◆ **Task 1**: Express everything from the line containing "Exercise. Mark the light" down to the last of the entries as a two-column CSV with the columns instruction and point. Give one row per entry: its text and its answer, each in a single quoted field with line breaks replaced by spaces.

◆ **Provided passage**:
Start
Optical Music Recognition
Optical Music Recognition (OMR) is the transformation of images of music notation into digital representations with limited direct human involvement. The workflow present in Rodan and discussed here is segmented into four stages1:
- Document Analysis
- Symbol Classification
- Music Reconstruction and Encoding
- Symbolic Score Generation and Correction
OMR systems designed to process modern printed music notation can depend on general models for interpreting music symbols and score structure. Rather than apply a single standard decoding process, the Rodan workflow is tuned at each stage to facilitate the interpretation of handwritten scores and manuscripts in less common notations.
There are different jobs in Rodan meant for each stage.
End
◆ **Provided data**:
Start
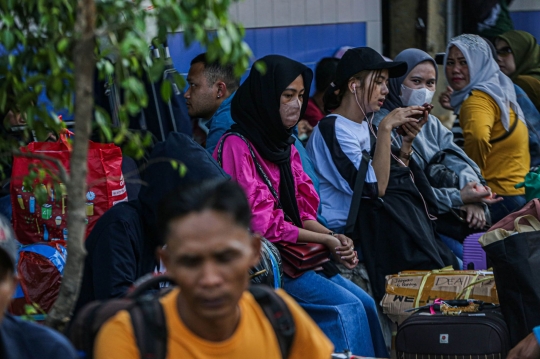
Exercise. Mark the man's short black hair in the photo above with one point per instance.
(218, 195)
(214, 71)
(325, 73)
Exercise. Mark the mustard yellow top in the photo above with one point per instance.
(253, 338)
(504, 163)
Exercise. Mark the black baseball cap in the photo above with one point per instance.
(365, 58)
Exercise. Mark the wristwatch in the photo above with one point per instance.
(406, 156)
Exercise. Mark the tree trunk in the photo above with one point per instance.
(84, 65)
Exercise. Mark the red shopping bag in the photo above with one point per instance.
(40, 269)
(35, 222)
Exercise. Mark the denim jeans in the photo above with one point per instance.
(503, 208)
(343, 311)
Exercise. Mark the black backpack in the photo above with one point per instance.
(149, 323)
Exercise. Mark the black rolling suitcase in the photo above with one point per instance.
(467, 335)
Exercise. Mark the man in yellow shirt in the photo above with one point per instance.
(208, 253)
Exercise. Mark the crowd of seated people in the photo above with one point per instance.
(368, 135)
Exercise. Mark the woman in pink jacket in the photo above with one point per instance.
(257, 152)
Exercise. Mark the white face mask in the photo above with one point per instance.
(290, 112)
(415, 97)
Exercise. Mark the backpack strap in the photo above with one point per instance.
(279, 315)
(149, 327)
(357, 194)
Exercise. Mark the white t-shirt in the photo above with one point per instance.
(335, 192)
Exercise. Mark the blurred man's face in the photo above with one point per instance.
(505, 57)
(208, 255)
(201, 97)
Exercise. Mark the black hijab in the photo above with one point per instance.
(255, 111)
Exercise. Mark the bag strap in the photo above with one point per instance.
(149, 327)
(258, 166)
(279, 315)
(507, 134)
(357, 193)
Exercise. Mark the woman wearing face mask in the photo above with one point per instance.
(518, 56)
(393, 228)
(492, 122)
(257, 153)
(414, 88)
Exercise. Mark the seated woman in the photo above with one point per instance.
(258, 154)
(393, 228)
(518, 56)
(414, 88)
(491, 120)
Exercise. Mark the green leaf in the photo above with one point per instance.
(166, 91)
(62, 45)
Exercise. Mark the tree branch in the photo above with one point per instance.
(63, 175)
(84, 65)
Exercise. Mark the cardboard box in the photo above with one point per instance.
(413, 289)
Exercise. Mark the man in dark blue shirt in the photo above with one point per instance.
(20, 339)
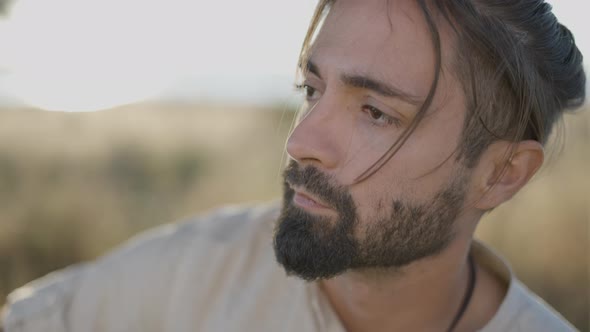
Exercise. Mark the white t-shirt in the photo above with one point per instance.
(214, 273)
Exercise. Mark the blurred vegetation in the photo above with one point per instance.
(72, 186)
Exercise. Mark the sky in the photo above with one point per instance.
(86, 55)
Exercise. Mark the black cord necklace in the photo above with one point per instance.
(467, 296)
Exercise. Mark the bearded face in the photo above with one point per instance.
(319, 246)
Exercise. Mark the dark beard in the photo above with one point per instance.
(316, 247)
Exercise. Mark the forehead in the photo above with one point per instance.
(387, 39)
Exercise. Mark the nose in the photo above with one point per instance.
(315, 138)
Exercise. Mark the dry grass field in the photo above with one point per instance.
(72, 186)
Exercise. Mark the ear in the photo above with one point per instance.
(504, 168)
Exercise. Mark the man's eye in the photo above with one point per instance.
(378, 117)
(309, 91)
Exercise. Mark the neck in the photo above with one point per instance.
(423, 296)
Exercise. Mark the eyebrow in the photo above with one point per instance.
(369, 83)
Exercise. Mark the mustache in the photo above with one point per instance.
(318, 184)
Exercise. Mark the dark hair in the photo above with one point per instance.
(519, 67)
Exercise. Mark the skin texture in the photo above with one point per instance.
(342, 134)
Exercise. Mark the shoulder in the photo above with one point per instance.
(140, 273)
(520, 309)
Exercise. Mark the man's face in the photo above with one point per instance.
(371, 67)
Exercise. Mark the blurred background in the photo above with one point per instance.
(119, 115)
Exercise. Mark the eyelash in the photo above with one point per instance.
(309, 91)
(306, 89)
(389, 120)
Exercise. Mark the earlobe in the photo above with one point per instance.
(509, 167)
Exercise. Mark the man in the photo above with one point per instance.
(420, 117)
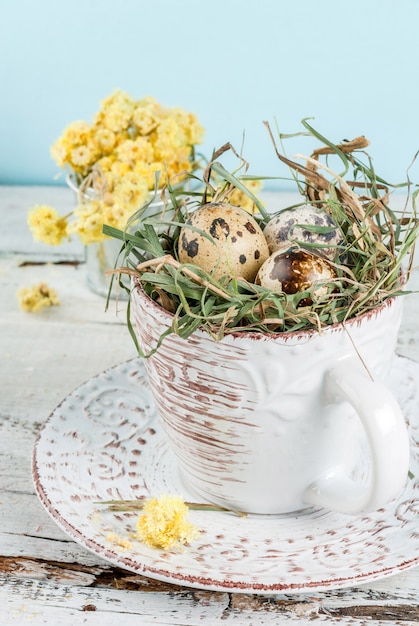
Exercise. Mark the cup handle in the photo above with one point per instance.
(388, 439)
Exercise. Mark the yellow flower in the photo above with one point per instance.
(76, 136)
(116, 112)
(146, 115)
(46, 225)
(33, 299)
(114, 161)
(135, 150)
(164, 523)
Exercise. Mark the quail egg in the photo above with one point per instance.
(295, 270)
(236, 246)
(288, 226)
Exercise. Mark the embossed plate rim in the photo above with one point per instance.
(184, 568)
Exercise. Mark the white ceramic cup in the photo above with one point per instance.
(268, 424)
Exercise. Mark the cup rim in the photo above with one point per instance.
(286, 335)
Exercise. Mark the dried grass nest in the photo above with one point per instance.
(377, 244)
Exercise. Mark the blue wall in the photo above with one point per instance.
(353, 66)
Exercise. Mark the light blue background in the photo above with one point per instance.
(353, 66)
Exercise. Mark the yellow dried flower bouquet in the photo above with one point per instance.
(113, 164)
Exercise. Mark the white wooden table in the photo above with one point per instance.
(45, 577)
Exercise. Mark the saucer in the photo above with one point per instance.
(105, 442)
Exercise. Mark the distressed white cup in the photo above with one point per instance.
(268, 424)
End
◆ **Task 2**: Condense the paragraph of the optical music recognition page that begins "OMR systems designed to process" into a shorter version that keeps its main facts.

◆ **Exercise solution 1**:
instruction,point
"Exercise. Mark the light blue background in the photo above with one point per instance.","(353, 66)"
"Exercise. Mark the yellow dried flower bouquet in the photo above with one point per instance.","(113, 164)"
"Exercise. Mark the white wooden table in the photo above with one point per instance.","(45, 577)"
"Exercise. Mark the saucer in the photo above with one point per instance.","(105, 442)"
"Exercise. Mark the distressed white cup in the photo above with one point per instance.","(268, 424)"

◆ **Exercise solution 2**: OMR systems for modern printed notation can rely on general models of music symbols and score structure. Rodan's workflow instead tunes each stage to help interpret handwritten scores and manuscripts in less common notations.